**Task goal**. List all lines of the data containing the word "tree".

[Given information — start]

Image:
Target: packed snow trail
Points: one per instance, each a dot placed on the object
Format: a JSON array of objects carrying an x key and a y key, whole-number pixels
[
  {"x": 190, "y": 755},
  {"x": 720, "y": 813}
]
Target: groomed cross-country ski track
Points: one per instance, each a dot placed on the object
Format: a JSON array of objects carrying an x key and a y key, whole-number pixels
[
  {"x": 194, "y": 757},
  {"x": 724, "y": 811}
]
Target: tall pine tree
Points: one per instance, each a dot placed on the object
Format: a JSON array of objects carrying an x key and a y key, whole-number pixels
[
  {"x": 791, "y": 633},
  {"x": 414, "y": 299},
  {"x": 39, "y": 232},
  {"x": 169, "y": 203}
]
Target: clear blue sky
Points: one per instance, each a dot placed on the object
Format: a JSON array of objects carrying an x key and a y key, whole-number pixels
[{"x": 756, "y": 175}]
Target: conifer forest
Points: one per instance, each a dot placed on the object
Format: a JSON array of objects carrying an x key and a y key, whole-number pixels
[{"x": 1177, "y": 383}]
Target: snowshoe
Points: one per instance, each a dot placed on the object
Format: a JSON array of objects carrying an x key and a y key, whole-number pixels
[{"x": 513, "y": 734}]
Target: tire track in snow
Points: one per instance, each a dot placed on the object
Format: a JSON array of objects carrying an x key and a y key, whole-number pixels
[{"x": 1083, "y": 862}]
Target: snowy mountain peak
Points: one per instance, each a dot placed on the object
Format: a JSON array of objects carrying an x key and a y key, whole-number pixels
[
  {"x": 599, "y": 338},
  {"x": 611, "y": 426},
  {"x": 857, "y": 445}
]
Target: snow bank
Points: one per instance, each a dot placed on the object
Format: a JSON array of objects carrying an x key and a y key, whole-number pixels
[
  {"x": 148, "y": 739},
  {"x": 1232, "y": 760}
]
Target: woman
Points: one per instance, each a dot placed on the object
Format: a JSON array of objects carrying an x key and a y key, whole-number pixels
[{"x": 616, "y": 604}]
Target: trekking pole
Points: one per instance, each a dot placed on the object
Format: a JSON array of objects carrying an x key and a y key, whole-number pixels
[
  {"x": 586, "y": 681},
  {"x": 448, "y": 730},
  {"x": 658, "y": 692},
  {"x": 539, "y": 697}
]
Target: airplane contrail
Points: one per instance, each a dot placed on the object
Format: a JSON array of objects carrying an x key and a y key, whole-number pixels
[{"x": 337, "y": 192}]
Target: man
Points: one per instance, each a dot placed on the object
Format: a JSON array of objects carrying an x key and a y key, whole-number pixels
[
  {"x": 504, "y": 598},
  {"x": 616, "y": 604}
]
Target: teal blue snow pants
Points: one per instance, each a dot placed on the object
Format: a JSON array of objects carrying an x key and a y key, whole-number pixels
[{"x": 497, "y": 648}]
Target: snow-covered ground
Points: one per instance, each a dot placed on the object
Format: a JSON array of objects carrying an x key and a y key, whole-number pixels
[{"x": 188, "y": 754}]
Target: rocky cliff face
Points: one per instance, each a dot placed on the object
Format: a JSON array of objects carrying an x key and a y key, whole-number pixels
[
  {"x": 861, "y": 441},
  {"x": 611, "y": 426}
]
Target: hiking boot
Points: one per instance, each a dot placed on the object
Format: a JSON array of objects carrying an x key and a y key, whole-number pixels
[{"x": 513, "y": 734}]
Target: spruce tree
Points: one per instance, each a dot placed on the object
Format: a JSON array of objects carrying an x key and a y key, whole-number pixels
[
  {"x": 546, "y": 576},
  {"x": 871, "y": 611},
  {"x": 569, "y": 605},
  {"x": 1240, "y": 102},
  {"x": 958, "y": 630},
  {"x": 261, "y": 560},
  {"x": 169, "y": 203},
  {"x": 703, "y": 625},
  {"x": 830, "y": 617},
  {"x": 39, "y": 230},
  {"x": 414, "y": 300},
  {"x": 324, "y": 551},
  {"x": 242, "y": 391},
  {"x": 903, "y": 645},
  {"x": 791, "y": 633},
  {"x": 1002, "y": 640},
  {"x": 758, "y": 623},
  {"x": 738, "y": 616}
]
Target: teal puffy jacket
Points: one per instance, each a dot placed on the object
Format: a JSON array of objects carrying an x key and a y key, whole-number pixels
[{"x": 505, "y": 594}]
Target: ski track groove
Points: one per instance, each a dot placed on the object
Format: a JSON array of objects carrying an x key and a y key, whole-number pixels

[Given information — finish]

**Answer section**.
Target: tall pine tree
Target: spruce tree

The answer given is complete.